------ RECORDS FOR THIS EXERCISE ------

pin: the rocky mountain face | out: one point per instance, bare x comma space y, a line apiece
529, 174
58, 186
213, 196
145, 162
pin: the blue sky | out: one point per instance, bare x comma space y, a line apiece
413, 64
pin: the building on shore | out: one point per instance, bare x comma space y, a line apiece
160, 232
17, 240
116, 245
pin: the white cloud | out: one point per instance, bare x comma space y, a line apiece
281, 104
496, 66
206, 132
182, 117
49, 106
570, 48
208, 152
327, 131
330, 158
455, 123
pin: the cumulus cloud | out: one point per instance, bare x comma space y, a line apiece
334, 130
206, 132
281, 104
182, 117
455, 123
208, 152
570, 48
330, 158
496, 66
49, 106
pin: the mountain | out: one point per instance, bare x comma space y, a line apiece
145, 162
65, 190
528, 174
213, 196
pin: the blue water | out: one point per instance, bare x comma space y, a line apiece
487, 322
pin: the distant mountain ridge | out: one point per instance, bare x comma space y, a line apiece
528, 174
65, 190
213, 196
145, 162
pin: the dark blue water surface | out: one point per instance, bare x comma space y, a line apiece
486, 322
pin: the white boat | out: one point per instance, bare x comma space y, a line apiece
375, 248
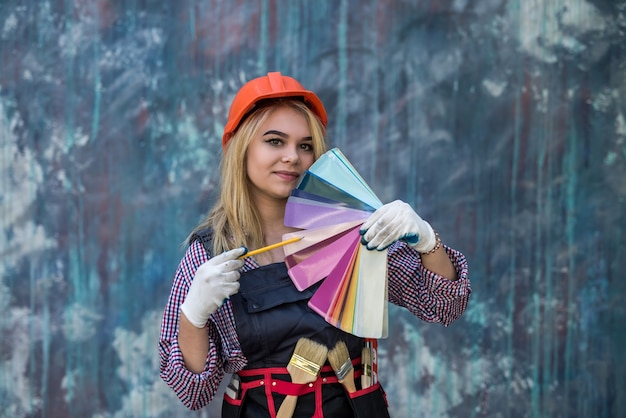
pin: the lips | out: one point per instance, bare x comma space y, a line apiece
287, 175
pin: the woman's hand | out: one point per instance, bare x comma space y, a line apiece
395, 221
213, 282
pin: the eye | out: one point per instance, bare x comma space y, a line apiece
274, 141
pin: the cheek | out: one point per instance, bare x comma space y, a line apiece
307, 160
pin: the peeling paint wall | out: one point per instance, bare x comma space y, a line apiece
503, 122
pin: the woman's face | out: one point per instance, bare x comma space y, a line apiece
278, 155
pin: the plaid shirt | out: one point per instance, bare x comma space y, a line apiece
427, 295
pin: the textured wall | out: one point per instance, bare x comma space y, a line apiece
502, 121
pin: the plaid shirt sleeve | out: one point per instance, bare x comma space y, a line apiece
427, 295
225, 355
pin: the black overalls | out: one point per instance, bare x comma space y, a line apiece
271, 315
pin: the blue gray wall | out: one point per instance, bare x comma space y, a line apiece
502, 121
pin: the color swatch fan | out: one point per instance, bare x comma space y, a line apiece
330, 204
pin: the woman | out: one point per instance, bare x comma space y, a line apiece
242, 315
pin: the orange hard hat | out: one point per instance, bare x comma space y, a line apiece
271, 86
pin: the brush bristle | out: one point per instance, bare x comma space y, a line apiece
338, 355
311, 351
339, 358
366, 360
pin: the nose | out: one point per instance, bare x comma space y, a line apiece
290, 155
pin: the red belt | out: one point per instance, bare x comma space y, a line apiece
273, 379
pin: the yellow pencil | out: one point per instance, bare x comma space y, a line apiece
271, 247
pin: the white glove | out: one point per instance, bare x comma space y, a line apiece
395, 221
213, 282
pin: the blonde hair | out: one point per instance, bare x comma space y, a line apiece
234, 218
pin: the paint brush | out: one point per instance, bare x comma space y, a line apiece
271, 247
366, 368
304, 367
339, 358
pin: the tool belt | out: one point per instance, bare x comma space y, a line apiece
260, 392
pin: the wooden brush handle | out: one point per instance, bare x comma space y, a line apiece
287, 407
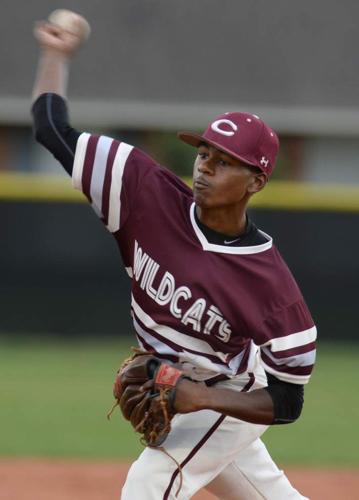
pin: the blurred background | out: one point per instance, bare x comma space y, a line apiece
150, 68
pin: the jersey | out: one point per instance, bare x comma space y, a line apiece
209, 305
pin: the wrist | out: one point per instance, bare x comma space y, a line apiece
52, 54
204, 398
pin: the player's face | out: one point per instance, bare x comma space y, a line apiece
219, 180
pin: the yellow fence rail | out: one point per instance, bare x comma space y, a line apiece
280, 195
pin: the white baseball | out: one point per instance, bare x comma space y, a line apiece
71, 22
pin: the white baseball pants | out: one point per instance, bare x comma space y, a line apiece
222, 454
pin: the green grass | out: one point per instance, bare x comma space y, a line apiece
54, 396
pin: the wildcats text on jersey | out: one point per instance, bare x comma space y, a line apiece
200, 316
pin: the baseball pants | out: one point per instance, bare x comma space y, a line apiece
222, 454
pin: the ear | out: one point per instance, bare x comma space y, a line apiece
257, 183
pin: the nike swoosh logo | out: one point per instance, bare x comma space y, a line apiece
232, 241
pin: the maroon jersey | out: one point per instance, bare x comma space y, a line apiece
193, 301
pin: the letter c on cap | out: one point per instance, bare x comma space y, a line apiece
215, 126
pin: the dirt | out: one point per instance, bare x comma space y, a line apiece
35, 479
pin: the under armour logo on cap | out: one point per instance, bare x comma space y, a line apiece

------
------ RECORDS FOR THIS EXERCISE ------

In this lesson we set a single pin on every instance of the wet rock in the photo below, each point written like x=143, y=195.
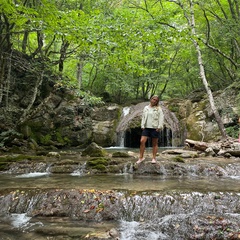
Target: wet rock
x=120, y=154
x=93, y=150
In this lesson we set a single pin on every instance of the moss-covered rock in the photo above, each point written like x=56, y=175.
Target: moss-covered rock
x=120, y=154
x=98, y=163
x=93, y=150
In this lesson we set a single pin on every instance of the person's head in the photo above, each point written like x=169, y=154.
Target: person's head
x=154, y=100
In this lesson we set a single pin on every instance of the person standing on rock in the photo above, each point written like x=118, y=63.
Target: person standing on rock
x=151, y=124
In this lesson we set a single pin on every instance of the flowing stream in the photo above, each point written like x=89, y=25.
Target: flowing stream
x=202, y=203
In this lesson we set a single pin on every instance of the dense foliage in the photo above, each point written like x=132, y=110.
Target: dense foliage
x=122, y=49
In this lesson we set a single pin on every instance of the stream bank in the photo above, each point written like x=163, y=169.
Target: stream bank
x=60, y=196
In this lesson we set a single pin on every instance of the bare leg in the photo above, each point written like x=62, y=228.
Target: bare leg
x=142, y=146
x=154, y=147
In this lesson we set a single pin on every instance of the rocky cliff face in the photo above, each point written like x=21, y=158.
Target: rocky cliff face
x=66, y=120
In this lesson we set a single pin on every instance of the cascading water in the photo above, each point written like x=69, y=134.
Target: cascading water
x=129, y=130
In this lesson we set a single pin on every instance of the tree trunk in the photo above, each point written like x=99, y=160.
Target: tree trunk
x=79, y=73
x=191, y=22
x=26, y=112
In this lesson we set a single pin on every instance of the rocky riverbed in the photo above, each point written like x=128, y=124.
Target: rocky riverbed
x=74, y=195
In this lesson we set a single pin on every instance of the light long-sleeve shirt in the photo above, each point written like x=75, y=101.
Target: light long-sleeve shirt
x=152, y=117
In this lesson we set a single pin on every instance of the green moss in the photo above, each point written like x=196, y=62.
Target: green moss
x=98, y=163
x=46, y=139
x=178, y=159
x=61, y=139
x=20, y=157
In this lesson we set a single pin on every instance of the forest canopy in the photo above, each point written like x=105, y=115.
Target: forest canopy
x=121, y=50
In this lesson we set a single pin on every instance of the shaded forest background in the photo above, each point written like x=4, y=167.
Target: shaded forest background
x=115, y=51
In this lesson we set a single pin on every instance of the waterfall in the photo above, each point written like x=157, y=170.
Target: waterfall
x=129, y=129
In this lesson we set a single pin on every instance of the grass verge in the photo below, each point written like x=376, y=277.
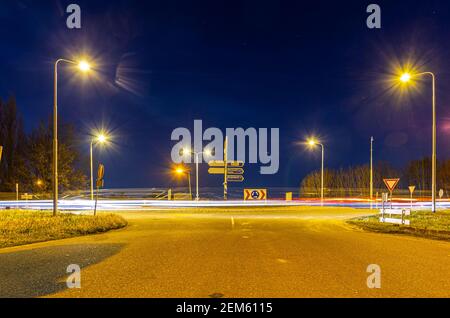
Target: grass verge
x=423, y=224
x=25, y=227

------

- [TASK DESCRIPTION]
Above are several records. Count the lines among them that contain "below" and give only the total.

- [YOUR RESPONSE]
2